- **Qué hacer**
Selecciona del material de abajo todas las líneas en las que aparece la palabra "saddle" y cópialas.

(Parte de un archivo de datos)
········

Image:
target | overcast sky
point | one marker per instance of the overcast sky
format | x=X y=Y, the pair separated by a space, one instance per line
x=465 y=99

········

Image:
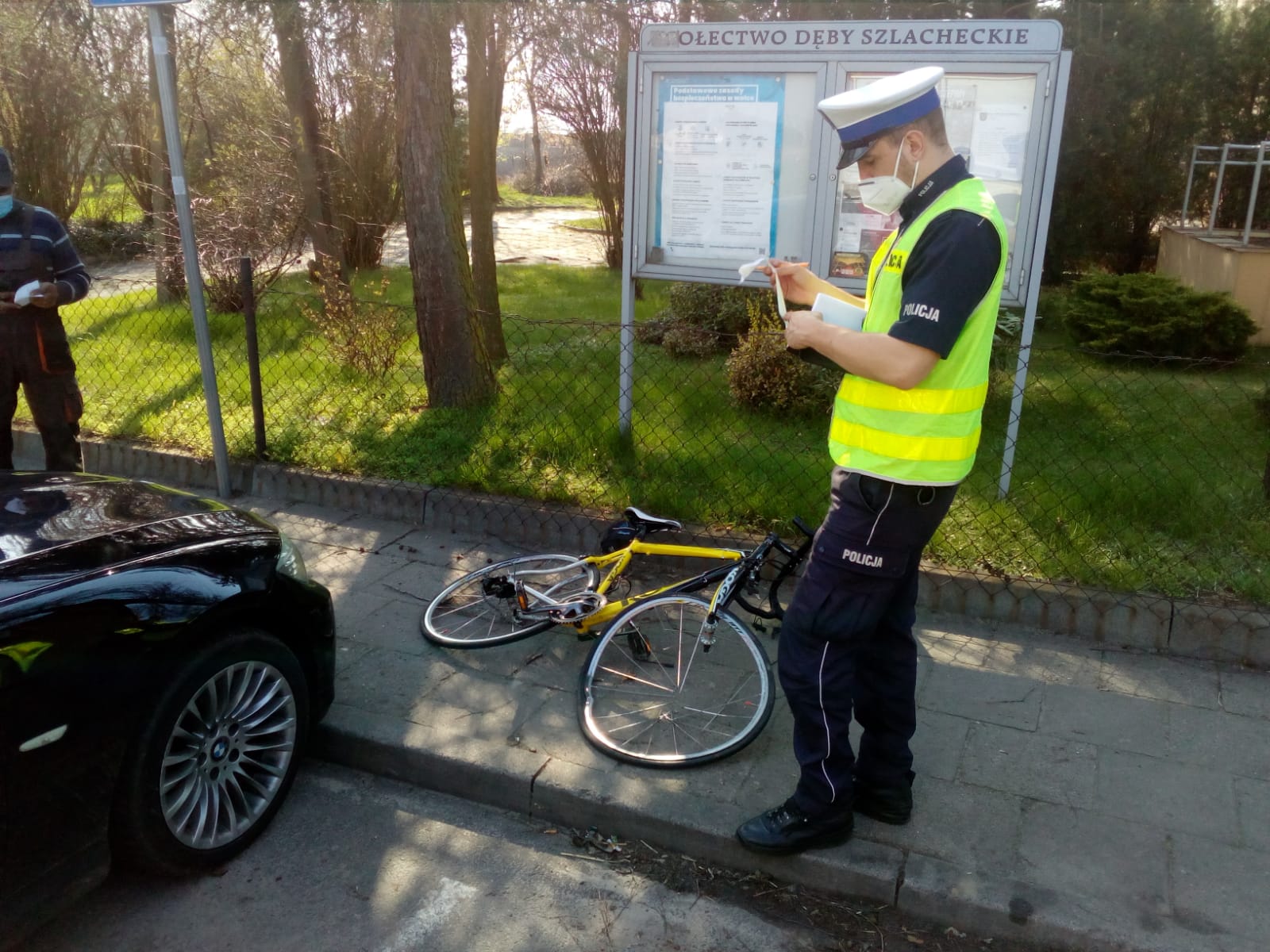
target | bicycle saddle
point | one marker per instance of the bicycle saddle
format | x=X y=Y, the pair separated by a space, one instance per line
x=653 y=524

········

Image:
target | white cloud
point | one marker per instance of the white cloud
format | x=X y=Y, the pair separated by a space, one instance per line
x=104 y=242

········

- **Ejercicio resuelto**
target | bicycle saddle
point | one marker per instance of the bicycle saddle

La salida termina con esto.